--- start of Entries provided ---

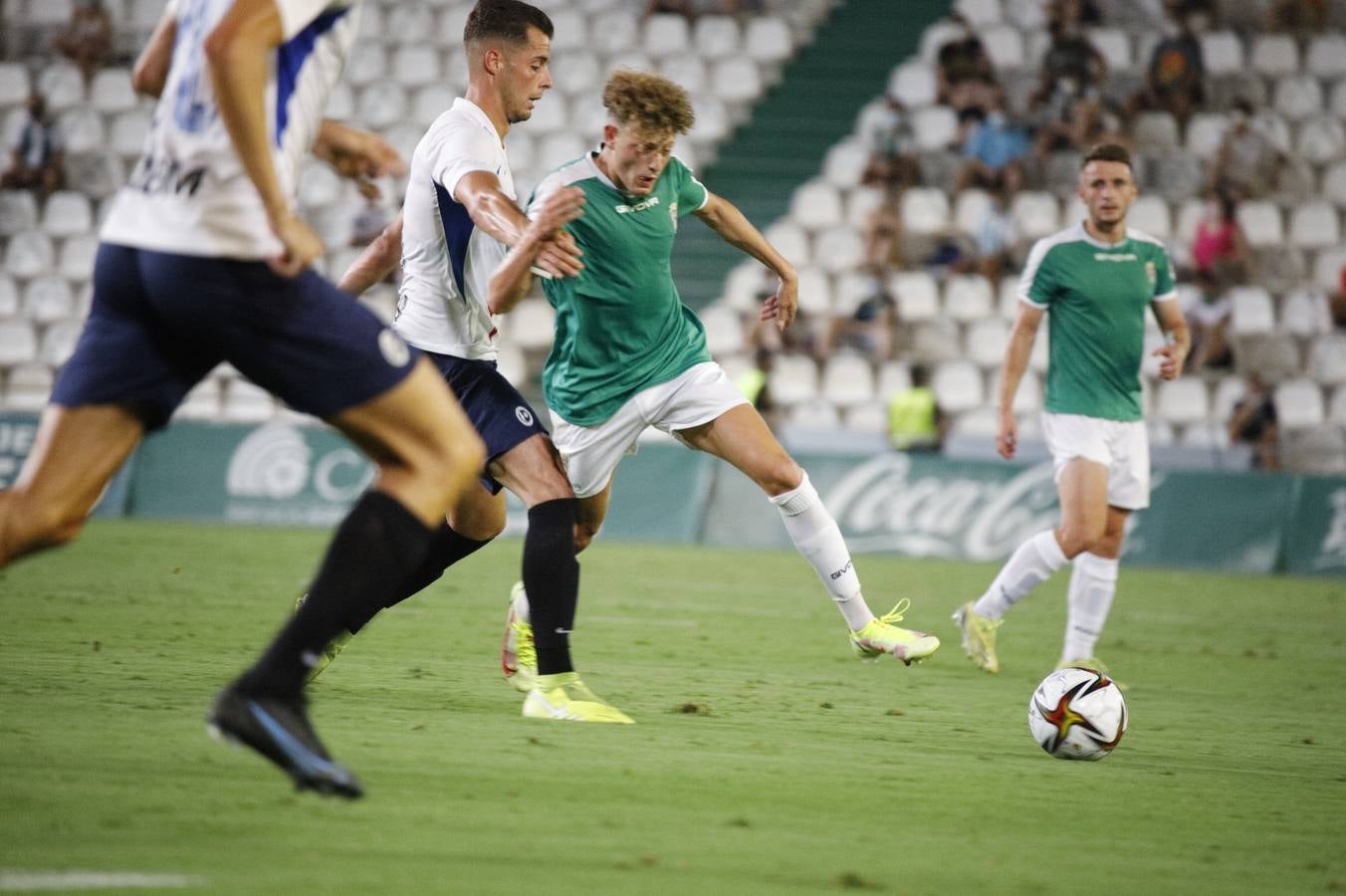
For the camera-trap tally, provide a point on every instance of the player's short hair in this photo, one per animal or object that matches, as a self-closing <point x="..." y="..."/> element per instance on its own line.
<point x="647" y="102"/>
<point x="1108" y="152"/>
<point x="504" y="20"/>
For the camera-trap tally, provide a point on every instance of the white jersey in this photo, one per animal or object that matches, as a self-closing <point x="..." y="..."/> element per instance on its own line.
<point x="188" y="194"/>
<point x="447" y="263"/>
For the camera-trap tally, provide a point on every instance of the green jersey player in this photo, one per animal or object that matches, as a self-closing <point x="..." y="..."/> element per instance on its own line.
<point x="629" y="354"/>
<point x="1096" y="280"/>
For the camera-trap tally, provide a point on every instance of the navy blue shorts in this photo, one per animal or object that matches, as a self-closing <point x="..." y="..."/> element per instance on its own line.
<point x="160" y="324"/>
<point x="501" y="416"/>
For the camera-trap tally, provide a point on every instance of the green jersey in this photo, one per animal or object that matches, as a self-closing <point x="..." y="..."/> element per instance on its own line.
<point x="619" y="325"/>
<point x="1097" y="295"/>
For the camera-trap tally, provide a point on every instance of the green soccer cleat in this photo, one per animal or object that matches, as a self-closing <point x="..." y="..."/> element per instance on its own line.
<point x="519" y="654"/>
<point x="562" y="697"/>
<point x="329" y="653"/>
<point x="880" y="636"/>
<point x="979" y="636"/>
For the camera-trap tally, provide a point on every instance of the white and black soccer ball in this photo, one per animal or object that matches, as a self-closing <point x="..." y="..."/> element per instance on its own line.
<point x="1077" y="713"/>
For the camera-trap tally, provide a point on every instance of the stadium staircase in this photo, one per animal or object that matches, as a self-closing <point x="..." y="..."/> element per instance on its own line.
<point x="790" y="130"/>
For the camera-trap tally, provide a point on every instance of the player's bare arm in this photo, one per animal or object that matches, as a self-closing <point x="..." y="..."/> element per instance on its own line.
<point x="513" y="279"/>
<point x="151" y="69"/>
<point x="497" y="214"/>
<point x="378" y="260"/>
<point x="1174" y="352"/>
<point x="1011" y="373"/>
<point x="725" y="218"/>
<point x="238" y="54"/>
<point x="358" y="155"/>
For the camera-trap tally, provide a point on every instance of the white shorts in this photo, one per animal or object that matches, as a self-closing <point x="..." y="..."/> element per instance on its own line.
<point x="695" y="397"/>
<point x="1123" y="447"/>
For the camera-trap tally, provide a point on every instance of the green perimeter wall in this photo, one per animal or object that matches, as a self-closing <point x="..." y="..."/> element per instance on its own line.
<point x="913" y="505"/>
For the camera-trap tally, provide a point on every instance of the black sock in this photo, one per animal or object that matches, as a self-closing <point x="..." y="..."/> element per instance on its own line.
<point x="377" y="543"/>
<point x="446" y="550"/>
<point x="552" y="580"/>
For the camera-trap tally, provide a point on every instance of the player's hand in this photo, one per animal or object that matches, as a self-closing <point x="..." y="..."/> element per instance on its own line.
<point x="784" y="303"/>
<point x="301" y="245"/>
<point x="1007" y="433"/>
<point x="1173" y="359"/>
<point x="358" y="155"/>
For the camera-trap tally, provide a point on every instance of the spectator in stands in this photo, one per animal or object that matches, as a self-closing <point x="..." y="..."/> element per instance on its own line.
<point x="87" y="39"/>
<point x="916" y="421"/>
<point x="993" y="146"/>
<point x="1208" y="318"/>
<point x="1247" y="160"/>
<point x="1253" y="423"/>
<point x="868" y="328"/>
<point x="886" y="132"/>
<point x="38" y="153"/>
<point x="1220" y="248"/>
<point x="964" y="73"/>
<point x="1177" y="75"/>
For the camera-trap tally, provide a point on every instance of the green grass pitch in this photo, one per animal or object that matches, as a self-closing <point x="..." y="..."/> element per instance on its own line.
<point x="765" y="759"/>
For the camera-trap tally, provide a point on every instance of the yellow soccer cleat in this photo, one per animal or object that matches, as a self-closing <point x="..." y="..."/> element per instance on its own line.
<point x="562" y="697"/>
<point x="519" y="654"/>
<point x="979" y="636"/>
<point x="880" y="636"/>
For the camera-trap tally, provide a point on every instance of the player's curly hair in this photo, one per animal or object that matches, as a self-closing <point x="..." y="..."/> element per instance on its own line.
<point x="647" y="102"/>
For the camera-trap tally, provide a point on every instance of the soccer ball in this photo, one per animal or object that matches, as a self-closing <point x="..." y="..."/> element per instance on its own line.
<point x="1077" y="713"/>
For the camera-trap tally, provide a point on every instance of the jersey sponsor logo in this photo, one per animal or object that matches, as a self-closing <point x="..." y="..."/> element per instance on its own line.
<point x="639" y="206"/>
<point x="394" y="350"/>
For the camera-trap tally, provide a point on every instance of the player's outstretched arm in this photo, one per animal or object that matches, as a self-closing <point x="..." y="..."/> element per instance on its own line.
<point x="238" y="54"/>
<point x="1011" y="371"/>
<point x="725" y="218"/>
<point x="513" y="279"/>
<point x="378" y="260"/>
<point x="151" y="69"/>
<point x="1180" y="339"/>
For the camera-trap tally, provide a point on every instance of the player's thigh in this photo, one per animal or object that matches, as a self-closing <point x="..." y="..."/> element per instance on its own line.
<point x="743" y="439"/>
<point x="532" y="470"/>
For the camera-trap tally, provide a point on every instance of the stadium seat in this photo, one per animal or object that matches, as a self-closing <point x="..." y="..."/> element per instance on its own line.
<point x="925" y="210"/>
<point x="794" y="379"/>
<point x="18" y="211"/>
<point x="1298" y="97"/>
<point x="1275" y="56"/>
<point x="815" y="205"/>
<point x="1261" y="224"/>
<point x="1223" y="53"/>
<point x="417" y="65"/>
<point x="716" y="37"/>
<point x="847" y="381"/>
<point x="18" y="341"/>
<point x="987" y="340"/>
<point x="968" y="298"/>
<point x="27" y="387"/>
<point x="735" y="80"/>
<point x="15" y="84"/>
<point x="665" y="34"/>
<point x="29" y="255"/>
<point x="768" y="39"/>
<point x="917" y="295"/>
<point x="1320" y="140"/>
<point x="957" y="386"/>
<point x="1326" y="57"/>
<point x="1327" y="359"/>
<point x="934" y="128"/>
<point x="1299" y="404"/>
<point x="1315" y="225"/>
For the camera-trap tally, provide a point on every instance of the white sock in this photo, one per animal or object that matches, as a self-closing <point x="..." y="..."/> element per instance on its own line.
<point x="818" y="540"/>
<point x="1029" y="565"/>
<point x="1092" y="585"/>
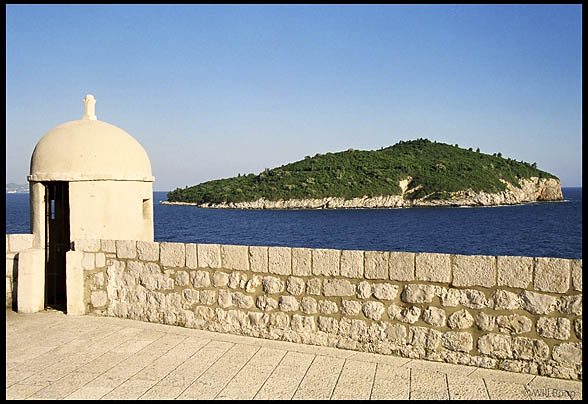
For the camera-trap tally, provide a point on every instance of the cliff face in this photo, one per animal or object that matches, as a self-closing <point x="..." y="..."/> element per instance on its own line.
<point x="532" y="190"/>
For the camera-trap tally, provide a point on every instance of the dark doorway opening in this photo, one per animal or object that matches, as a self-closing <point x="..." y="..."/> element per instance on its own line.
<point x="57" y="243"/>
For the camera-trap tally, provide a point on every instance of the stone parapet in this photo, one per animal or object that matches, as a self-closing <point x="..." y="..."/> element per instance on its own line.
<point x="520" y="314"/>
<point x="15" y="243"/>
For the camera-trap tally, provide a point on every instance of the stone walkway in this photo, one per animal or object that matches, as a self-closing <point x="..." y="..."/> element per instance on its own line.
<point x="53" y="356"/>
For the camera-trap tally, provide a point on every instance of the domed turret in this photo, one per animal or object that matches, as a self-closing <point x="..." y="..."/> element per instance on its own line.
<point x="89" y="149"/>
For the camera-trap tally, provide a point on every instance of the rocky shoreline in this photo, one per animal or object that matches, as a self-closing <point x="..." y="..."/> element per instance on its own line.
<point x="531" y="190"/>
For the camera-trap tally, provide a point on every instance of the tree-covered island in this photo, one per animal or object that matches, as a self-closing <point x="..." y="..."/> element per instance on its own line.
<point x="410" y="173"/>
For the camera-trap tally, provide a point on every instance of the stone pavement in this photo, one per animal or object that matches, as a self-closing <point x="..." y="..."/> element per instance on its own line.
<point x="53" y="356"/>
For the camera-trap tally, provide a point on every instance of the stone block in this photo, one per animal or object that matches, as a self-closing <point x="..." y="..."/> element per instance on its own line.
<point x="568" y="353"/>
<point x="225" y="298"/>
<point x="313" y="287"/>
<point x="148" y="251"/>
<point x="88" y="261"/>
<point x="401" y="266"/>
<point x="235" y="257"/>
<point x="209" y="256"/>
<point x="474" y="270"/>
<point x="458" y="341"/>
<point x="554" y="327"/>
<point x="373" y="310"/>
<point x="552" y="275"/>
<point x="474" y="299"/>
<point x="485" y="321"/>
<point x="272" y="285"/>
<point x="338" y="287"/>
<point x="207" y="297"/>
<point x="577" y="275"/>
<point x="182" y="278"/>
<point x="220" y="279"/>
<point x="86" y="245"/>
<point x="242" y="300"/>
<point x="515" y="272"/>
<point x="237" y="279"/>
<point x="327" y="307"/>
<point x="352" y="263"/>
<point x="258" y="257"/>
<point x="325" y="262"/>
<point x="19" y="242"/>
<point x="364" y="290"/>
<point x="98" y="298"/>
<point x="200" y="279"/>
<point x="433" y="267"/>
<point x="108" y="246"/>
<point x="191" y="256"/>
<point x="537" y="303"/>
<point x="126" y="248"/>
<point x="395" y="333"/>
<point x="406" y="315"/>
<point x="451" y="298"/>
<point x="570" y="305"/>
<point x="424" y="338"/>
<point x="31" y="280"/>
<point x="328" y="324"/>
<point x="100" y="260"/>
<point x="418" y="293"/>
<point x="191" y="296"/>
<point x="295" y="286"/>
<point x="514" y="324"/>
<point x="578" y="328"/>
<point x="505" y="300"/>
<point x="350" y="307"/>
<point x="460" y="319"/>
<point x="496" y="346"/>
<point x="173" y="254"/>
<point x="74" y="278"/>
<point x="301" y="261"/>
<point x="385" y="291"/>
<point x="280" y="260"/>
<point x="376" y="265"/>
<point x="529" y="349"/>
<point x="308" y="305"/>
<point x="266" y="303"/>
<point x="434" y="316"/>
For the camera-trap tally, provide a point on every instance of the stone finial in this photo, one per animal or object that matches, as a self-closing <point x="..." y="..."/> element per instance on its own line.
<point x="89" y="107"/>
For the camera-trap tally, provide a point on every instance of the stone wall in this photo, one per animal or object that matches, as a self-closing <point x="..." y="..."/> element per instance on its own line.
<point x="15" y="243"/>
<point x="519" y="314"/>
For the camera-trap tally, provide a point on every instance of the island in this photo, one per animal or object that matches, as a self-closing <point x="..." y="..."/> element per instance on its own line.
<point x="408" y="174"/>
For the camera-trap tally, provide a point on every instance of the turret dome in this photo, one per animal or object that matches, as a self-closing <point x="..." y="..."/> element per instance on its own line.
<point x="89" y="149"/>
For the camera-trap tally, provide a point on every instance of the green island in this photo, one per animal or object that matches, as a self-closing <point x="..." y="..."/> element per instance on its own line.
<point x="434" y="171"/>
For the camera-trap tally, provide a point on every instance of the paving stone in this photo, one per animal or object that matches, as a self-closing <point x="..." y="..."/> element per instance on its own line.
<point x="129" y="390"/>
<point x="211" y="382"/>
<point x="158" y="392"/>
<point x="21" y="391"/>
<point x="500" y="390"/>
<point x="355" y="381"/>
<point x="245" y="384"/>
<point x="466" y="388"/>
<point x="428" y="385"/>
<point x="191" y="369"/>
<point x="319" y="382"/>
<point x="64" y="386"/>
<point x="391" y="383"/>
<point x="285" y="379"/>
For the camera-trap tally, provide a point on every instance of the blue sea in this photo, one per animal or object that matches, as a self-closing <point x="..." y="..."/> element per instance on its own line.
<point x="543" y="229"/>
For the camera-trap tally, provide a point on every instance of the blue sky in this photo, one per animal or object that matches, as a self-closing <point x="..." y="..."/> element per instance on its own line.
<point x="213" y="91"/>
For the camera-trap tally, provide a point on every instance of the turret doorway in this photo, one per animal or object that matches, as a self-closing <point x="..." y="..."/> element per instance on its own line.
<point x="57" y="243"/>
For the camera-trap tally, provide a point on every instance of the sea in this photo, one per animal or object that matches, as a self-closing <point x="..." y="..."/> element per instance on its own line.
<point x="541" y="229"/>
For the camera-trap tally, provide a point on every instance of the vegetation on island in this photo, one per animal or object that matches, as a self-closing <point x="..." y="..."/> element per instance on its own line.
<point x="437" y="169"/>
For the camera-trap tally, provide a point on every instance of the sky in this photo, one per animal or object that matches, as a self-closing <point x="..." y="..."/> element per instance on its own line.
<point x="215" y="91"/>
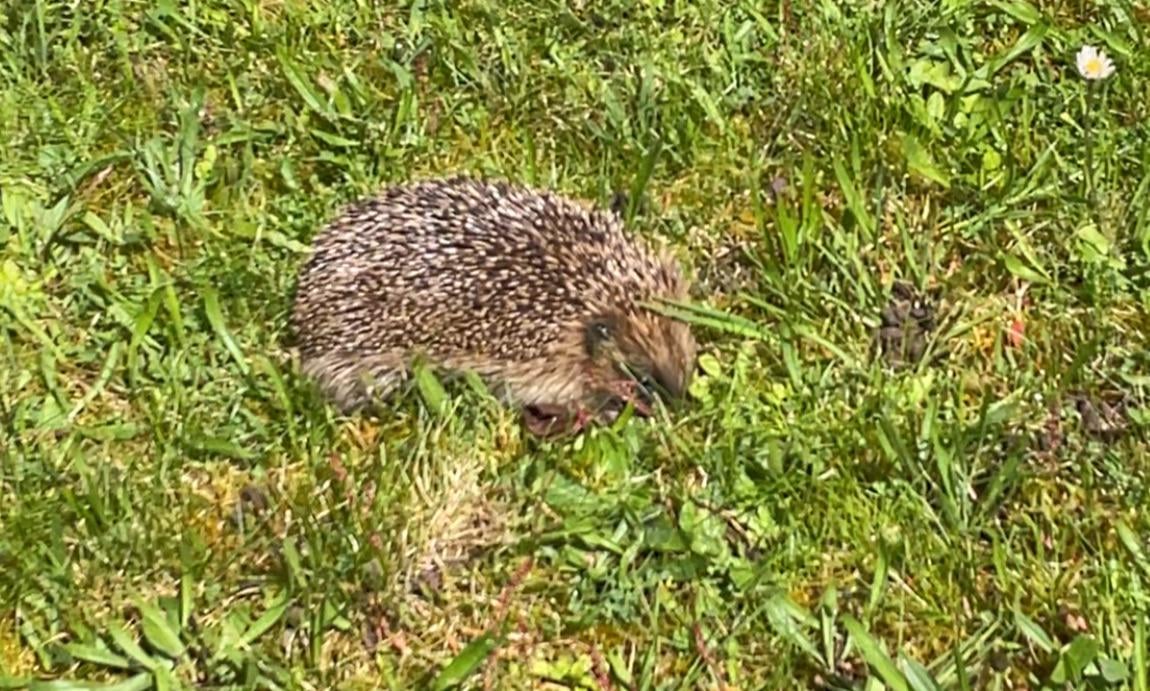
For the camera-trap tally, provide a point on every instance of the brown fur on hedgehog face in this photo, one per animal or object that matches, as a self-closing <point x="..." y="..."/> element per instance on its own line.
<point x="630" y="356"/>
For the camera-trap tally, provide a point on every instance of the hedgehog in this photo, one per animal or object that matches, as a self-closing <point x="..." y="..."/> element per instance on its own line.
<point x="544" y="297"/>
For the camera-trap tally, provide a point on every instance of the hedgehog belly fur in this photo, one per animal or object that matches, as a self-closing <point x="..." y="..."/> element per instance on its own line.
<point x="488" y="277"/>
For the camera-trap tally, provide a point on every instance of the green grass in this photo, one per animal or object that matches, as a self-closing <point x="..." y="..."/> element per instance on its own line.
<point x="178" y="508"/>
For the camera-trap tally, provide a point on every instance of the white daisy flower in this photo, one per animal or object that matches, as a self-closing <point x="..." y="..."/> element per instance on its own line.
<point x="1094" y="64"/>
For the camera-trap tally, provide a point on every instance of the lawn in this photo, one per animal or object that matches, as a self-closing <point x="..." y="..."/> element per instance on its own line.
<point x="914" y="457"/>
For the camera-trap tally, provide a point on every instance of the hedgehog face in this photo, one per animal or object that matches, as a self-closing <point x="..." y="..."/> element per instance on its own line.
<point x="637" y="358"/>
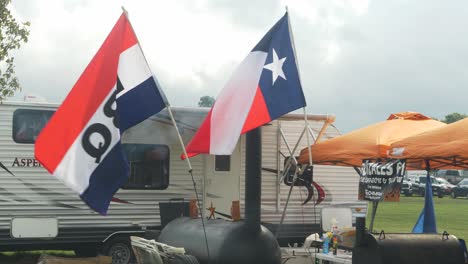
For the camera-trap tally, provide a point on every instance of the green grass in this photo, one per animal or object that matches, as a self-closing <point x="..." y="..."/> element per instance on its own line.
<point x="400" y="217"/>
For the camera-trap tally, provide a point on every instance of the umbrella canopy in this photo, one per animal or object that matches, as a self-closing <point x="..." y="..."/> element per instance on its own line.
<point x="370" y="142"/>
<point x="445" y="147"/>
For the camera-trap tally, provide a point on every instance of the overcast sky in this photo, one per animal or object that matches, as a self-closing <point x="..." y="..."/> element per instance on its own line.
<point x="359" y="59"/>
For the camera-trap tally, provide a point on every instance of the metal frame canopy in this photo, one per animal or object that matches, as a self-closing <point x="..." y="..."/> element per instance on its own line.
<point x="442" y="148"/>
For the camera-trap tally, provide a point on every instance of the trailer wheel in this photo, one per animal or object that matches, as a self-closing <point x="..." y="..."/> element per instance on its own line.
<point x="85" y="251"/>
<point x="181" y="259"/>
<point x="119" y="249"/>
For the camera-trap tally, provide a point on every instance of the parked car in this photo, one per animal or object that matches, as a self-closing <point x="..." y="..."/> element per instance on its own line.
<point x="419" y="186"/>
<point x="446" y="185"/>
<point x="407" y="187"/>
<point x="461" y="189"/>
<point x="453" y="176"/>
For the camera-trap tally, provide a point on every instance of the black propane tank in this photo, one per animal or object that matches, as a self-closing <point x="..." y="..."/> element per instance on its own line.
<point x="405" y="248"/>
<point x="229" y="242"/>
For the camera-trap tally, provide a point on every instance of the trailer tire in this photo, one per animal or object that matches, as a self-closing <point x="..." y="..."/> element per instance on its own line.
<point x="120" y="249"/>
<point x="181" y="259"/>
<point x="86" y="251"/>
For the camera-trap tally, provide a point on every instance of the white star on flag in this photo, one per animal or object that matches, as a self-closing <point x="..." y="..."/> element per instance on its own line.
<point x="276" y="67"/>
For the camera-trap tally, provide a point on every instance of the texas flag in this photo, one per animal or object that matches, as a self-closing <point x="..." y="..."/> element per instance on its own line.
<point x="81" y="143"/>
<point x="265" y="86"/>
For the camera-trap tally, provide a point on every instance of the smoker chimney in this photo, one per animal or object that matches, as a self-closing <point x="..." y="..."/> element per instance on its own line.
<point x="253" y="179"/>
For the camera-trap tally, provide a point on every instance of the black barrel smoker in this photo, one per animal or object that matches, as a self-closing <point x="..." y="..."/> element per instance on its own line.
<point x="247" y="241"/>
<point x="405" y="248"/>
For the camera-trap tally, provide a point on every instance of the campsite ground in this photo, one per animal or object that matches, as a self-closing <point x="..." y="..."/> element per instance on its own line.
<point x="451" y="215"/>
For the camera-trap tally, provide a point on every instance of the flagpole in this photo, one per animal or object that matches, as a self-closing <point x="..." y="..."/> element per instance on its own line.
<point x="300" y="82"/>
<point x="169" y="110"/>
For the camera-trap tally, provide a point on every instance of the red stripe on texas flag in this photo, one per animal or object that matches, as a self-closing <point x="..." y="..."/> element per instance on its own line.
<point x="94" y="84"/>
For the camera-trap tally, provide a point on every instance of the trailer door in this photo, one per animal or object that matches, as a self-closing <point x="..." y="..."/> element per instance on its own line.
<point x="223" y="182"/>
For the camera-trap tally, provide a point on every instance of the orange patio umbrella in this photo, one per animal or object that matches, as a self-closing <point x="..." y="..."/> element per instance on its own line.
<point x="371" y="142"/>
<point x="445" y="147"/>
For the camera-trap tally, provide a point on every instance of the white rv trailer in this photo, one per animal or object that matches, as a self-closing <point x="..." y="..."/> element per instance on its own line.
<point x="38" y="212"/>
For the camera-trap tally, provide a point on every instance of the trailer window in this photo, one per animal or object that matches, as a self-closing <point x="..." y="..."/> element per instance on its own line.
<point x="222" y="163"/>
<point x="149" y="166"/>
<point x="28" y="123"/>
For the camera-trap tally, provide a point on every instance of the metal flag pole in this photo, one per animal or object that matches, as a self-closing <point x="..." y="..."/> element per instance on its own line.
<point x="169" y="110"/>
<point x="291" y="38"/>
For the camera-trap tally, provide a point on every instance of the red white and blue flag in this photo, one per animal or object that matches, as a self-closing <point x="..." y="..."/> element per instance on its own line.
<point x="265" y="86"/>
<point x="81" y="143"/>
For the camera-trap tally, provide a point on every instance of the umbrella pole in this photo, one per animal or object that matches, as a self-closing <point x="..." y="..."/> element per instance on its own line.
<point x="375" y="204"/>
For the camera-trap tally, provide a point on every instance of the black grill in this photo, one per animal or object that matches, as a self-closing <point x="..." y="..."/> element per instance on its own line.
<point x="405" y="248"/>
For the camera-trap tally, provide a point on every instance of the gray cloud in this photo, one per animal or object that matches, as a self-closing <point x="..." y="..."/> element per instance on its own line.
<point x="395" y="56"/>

--- end of Entries provided ---

Goal:
Output only the lines running from the line with "the trailer window" through the final line of the data, inclusive.

The completed task:
For the camera-trap tally, provide a point on every instance of the trailer window in this photo, one per animal or object that matches, as a self-closing <point x="..." y="..."/> element per instance on its own line.
<point x="222" y="163"/>
<point x="149" y="166"/>
<point x="28" y="123"/>
For the camera-trap tally, provide a point on every instance of the metal flag pole in this photo, one per animal or object that matches, as a self-closing <point x="..." y="..."/> element per instance on its own line.
<point x="169" y="110"/>
<point x="291" y="38"/>
For the camera-trap tally, provide a point on every instance of the red white and blue flag in this photo, one per animal or object that matches, as a self-closing <point x="..." y="..."/> element per instance on its own line.
<point x="265" y="86"/>
<point x="81" y="143"/>
For the camera-trap tally, provide a point on every instance of the umbrella pole in this photo, one per animal or object that matches, as a self-closing <point x="..." y="..."/> element per instance on its own line.
<point x="375" y="204"/>
For the camera-trap tally, provide a point on every instance of the black grill in this photo, one per animal or object that matches, as a self-closing <point x="..." y="..."/> element per instance on its own line.
<point x="405" y="248"/>
For the camera-trap tally, provide a point on every instance of the gray cloud in this photo, one per animal or object that matches, as a self-closing <point x="..." y="..."/> element per instance on its own line.
<point x="395" y="56"/>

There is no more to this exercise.